**Zu erledigende Aufgabe**
Zitieren Sie bitte aus dem Textauszug über Spinat und Rucola den Abschnitt, der bei den Worten „Für die Erwachsenen“ anfängt und nach „anders als Rauke.“ aufhört.

**Textauszug**
****
Jeder Esser am Tisch ist letztlich auch Konsument, deshalb blüht im Einzelhandel die Fantasie. Vielleicht kann man da was am Geschmack verändern? Nun ja. Spinat schmeckt eben nach Spinat, also kommt die hauseigene Versuchsküche zum Ergebnis: kleinhäckseln und Sahne rein. So was gefällt allerdings der Marketingabteilung gar nicht, denn wer kauft denn bitte »geschredderten Spinat in Sahne«? Das Ergebnis ist eine Sprachkomposition, die sich inzwischen zum geflügelten Wort im Deutschen entwickelt hat. Das Wort Spinat ist nur ganz klein gedruckt, und dann kommt in großen Lettern: »Der mit dem Blubb

Und falls das lautmalerische Geblubber noch nicht ausreichend überzeugend wirken sollte, dann muss im Ernstfall Popeye noch mal ran. Damit der Nachwuchs groß und stark wird und dicke Muckis bekommt, so wie der Comic-Held. Der kippt ganze Portionen Spinat direkt aus der Dose in sich rein – und das war auch der Grund für viele Eltern, ihre Kinder damit zum Verzehr des grünen »Eisenwunders« zu locken. Funktioniert hat es sicher häufig, nur das mit dem Eisen, das stimmte nicht. Der hohe Anteil an Eisen war in trockenem Spinat gemessen worden, allerdings besteht frischer Spinat zu etwa 90 Prozent aus Wasser. Da bleibt nicht mehr viel vom Eisenanteil. Eine schwedische Studie rettete schließlich den Ruf des Spinats. Zumindest die Nitrate in dem Kraut könnten beim Muskelaufbau förderlich sein, stellten Wissenschaftler fest.

Für die Erwachsenen kann Popeye bei Tisch kaum noch etwas ausrichten – wohl aber der Zeitgeist. So begann die steile Karriere der Rauke unter ihrem Künstlernamen Rucola. Es liegt uns fern, Gemüse mit Operndiven zu vergleichen, aber die kochen in diesem Zusammenhang auch nur mit Wasser. Schließlich wurde Maria Anna Sofia Cecilia Kalogeropoulos auch erst berühmt, seit sie als Maria Callas auf die Bühne schritt. Wohlklang muss eben nicht nur aus der Stimme kommen. Und ein schöner italienischer Künstlername für die Rauke passte eben auch viel besser in die mediterrane Küche: Rucola. Das schmeckt doch schon akustisch ganz anders als Rauke.
****
**Erfasste Angaben**
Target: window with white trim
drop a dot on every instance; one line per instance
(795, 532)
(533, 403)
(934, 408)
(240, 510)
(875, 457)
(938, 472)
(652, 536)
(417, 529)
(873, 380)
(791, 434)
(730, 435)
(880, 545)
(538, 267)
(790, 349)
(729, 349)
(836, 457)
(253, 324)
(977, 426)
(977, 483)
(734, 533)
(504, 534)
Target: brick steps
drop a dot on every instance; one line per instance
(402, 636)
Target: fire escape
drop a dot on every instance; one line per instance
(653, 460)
****
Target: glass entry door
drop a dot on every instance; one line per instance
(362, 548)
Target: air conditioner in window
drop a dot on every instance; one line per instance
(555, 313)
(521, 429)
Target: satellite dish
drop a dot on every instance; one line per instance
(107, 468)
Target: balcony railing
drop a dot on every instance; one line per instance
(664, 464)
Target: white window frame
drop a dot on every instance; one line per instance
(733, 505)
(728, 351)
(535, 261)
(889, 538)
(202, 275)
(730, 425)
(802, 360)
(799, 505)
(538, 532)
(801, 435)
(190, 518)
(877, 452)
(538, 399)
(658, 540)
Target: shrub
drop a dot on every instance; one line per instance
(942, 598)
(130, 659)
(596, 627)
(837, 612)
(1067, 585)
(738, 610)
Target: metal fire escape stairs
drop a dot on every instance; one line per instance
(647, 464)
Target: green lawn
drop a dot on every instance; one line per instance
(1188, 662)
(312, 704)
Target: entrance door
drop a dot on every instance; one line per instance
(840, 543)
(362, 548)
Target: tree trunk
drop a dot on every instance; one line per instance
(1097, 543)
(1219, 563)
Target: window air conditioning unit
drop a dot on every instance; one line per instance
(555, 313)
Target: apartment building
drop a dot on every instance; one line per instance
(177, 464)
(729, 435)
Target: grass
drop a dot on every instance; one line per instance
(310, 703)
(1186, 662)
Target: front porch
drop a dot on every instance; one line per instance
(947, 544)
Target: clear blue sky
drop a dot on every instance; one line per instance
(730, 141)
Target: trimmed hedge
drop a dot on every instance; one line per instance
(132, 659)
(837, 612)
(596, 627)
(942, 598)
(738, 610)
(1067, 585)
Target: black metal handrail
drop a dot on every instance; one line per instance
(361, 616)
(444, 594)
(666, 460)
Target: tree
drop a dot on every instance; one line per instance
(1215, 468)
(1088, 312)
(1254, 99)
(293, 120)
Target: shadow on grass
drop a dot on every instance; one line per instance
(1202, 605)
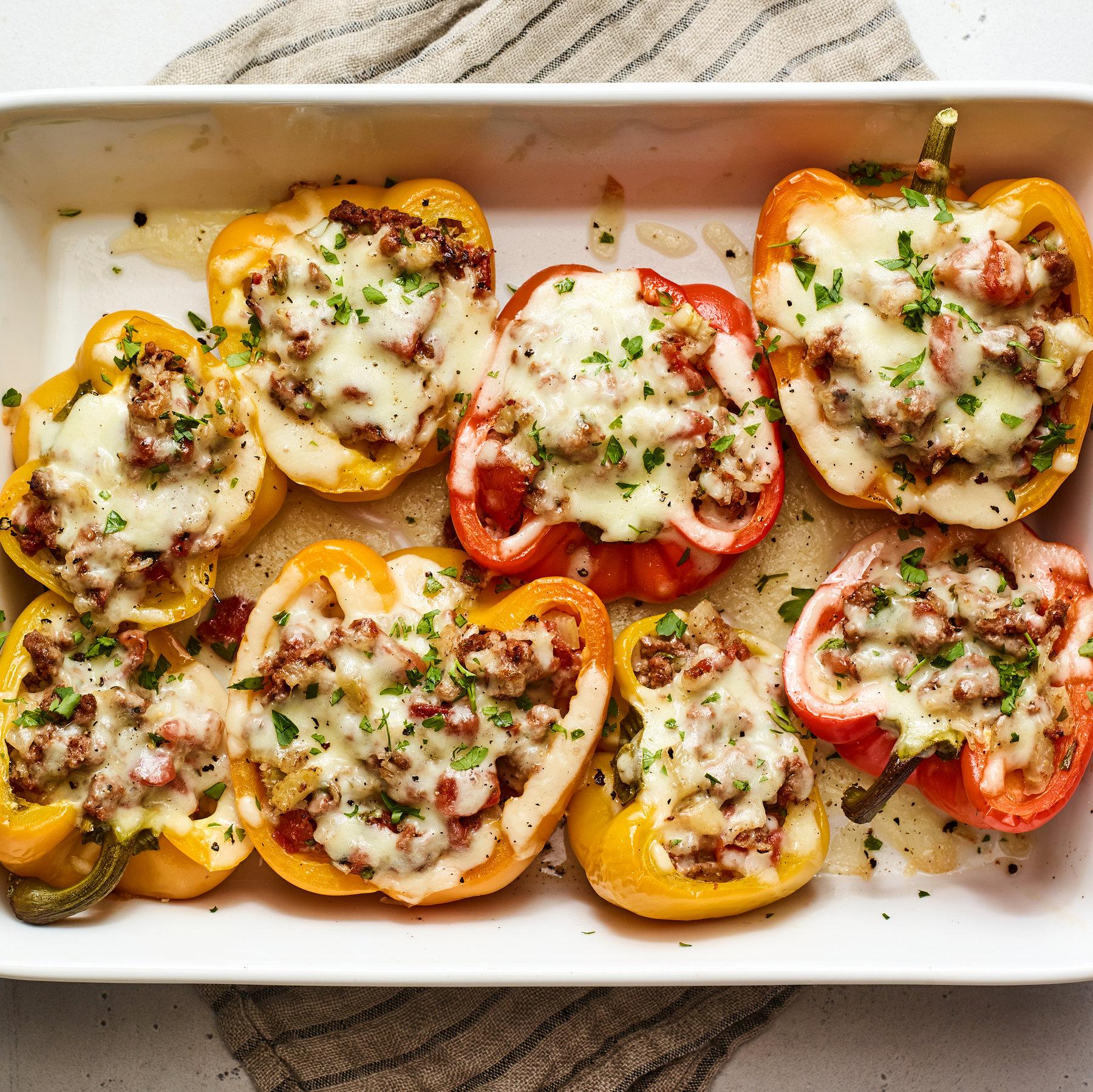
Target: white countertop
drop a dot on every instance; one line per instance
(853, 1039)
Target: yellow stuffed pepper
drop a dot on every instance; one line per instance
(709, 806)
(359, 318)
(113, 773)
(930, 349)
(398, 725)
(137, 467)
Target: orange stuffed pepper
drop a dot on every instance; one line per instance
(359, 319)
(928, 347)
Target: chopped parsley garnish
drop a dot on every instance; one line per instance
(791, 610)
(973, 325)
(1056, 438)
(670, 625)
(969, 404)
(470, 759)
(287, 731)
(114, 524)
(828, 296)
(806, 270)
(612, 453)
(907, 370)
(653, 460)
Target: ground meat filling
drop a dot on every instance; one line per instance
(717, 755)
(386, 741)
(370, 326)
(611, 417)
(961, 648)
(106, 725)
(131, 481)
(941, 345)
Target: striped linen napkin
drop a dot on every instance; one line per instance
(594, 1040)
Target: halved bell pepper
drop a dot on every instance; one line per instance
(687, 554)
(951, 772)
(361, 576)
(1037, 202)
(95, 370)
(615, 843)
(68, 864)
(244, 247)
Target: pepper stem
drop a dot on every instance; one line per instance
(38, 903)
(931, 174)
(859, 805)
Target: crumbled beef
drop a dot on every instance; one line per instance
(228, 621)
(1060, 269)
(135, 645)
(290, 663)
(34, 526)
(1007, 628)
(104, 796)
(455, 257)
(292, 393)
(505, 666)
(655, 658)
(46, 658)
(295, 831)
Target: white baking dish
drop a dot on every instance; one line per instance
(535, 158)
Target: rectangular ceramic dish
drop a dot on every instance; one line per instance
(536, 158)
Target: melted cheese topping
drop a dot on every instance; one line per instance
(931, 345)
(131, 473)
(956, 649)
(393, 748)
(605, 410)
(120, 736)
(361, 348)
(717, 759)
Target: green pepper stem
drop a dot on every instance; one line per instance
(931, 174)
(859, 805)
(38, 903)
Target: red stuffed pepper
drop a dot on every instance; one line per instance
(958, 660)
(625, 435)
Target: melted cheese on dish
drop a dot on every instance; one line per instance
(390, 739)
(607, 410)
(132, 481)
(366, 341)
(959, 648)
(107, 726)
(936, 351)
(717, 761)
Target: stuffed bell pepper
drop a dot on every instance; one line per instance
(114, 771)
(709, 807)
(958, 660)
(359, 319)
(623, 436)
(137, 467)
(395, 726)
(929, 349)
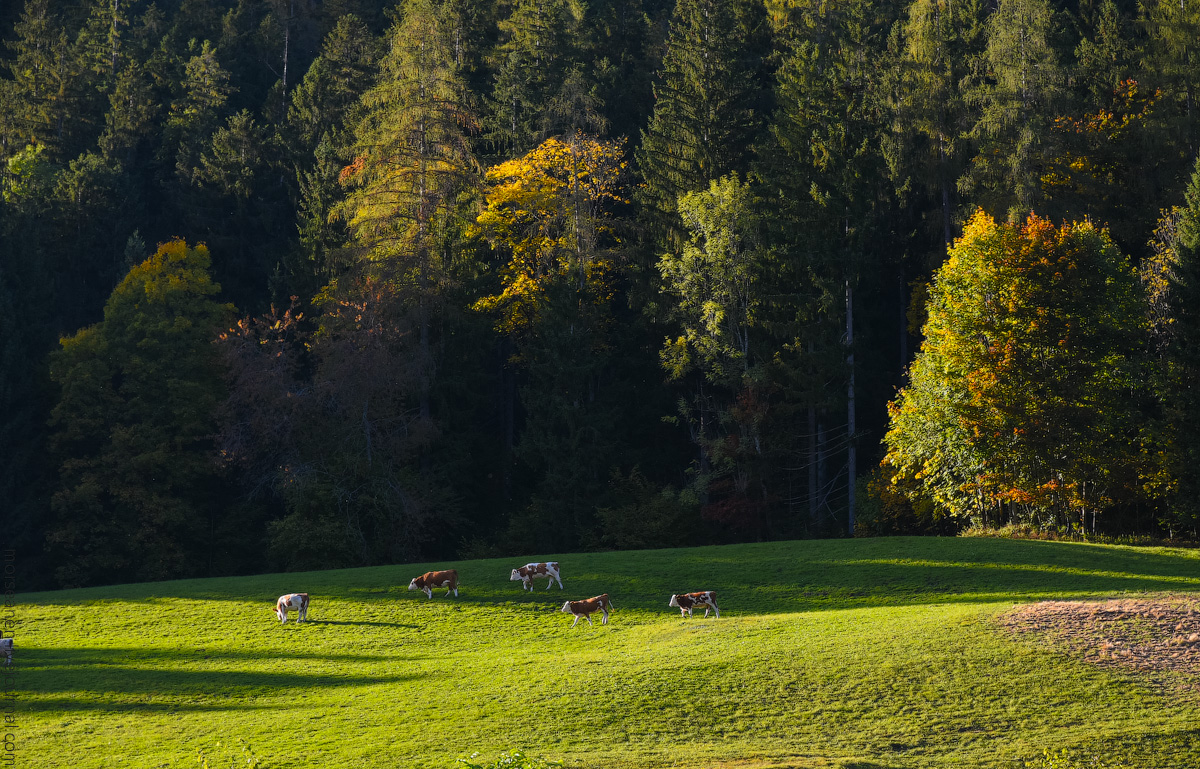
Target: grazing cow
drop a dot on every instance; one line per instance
****
**Lösung**
Für die Erwachsenen kann Popeye bei Tisch kaum noch etwas ausrichten – wohl aber der Zeitgeist. So begann die steile Karriere der Rauke unter ihrem Künstlernamen Rucola. Es liegt uns fern, Gemüse mit Operndiven zu vergleichen, aber die kochen in diesem Zusammenhang auch nur mit Wasser. Schließlich wurde Maria Anna Sofia Cecilia Kalogeropoulos auch erst berühmt, seit sie als Maria Callas auf die Bühne schritt. Wohlklang muss eben nicht nur aus der Stimme kommen. Und ein schöner italienischer Künstlername für die Rauke passte eben auch viel besser in die mediterrane Küche: Rucola. Das schmeckt doch schon akustisch ganz anders als Rauke.